[Collection entries]
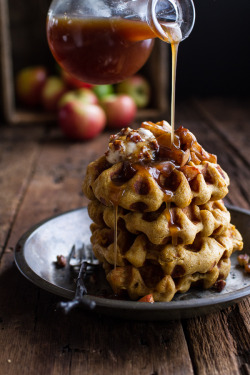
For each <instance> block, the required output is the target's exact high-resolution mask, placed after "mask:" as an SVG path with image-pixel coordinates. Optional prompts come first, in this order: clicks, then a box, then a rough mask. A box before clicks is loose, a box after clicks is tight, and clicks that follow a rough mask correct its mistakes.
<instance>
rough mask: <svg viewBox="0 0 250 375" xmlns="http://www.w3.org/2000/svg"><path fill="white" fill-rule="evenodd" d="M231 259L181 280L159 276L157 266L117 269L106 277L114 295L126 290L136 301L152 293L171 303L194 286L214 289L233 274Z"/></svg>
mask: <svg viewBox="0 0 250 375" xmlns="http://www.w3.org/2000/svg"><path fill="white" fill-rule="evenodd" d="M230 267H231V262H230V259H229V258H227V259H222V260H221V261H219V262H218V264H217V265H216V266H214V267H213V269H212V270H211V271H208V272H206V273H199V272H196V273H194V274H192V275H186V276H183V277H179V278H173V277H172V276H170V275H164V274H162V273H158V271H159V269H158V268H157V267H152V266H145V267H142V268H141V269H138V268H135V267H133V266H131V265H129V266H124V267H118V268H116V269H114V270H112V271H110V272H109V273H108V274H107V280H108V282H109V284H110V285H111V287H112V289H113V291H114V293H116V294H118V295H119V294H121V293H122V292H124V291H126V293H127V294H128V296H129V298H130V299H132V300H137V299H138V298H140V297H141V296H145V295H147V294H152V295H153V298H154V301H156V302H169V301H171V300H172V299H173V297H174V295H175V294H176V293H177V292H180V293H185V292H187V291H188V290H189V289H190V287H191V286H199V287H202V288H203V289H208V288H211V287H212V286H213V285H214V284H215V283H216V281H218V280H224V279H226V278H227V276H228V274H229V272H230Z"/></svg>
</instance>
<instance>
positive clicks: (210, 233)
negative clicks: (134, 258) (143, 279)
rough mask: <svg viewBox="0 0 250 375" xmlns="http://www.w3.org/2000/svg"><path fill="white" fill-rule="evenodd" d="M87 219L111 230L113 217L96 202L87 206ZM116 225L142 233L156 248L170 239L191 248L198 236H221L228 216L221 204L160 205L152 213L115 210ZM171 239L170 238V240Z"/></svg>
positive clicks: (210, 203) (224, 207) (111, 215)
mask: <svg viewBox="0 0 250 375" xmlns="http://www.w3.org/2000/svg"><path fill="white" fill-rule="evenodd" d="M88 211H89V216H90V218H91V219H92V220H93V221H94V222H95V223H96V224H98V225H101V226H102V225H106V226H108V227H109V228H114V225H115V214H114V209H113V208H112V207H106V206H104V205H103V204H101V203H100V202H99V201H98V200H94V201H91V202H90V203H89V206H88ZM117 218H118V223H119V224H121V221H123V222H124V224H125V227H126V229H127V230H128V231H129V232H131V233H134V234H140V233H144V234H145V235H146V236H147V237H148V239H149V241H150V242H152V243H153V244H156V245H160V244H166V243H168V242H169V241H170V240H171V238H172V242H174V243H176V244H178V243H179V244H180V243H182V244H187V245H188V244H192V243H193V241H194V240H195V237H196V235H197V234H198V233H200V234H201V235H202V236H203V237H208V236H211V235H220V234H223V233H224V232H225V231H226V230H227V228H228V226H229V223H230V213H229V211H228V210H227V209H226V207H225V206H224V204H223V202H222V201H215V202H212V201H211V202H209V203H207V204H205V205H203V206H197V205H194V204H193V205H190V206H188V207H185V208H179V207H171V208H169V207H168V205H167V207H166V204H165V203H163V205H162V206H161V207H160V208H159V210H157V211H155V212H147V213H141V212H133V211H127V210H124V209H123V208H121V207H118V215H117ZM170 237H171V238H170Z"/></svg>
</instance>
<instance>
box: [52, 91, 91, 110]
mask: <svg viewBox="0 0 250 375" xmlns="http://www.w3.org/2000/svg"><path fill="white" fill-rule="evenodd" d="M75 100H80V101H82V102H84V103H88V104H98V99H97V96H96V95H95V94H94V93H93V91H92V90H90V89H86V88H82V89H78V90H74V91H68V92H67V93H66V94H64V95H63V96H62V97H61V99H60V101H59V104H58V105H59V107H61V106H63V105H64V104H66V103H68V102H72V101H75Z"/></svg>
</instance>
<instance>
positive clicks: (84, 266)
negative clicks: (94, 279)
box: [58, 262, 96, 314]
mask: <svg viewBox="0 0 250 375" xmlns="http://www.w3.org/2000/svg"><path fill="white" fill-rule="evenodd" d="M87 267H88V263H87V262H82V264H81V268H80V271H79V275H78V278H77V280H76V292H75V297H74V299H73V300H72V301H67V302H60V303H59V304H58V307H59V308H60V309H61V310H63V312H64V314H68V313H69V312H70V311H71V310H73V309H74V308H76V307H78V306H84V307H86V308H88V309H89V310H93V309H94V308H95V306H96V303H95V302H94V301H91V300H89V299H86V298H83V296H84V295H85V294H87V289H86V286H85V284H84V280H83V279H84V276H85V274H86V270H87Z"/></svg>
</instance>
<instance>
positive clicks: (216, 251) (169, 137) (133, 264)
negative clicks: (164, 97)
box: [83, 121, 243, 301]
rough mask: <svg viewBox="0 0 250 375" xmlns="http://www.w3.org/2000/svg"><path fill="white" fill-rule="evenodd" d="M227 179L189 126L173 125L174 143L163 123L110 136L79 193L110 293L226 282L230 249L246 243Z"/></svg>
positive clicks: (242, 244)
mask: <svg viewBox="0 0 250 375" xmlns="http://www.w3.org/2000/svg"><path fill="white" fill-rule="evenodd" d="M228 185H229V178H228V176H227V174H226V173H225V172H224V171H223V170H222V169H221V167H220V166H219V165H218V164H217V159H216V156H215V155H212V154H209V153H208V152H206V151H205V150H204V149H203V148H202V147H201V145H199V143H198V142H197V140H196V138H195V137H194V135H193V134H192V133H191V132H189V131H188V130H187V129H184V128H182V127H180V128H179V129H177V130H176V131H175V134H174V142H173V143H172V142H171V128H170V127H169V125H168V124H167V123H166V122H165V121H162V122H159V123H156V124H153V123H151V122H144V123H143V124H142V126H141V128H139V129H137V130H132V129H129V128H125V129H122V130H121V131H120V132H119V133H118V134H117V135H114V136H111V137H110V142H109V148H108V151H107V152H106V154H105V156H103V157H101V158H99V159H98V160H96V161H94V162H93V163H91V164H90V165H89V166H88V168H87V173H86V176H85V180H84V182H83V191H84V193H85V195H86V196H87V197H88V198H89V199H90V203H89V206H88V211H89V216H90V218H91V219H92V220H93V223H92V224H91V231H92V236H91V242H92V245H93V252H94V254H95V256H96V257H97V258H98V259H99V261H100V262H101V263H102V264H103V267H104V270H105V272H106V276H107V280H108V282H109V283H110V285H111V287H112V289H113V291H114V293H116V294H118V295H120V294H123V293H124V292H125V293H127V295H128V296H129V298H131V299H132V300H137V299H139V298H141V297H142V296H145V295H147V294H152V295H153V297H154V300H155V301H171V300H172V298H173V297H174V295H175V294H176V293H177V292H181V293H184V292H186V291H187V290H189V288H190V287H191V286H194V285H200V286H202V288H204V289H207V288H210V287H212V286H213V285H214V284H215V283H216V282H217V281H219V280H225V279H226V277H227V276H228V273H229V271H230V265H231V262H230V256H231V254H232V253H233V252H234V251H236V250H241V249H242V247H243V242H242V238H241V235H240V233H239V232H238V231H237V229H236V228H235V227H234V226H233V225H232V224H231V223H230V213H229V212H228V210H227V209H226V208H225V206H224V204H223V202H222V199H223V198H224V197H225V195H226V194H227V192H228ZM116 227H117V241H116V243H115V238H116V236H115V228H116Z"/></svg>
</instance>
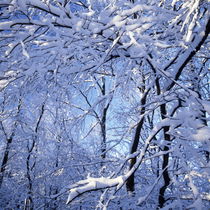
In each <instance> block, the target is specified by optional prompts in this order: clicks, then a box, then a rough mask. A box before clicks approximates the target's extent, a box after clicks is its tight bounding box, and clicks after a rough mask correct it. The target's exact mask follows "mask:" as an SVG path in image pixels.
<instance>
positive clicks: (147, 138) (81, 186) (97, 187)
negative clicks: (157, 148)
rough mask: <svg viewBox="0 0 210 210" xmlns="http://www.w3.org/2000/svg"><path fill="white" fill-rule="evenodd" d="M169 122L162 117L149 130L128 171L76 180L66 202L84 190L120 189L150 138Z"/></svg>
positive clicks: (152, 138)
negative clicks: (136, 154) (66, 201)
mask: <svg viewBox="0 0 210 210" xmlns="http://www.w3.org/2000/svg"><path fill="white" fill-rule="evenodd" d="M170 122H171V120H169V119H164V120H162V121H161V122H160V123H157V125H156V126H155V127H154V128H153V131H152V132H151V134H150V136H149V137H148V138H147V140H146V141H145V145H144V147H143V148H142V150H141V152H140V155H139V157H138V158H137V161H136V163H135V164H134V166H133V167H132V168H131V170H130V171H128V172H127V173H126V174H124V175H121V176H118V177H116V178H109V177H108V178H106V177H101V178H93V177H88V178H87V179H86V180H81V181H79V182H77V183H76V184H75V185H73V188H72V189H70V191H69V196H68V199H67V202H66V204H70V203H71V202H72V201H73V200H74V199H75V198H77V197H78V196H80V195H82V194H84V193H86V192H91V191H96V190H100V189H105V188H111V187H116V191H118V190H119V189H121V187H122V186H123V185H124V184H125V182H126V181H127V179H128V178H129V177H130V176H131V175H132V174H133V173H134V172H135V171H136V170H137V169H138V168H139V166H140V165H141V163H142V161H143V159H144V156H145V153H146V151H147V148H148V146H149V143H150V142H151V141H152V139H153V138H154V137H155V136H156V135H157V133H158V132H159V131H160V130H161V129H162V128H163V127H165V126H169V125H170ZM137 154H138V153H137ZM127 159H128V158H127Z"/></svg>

(WHAT YOU NEED TO DO):
Transcribe, exactly and without additions, the lines of the records above, beginning with the line that contains "negative clicks: (134, 258) (143, 279)" and ending with the line that contains "219L111 230L113 217L96", both included.

(RESULT OF THE TASK):
negative clicks: (134, 258) (143, 279)
rough mask: <svg viewBox="0 0 250 375" xmlns="http://www.w3.org/2000/svg"><path fill="white" fill-rule="evenodd" d="M87 219L111 230L113 217L96 202L87 206ZM116 225L142 233L156 248L170 239L191 248L198 236H221L228 216L221 204L160 205L152 213L115 210ZM171 239L170 238V240Z"/></svg>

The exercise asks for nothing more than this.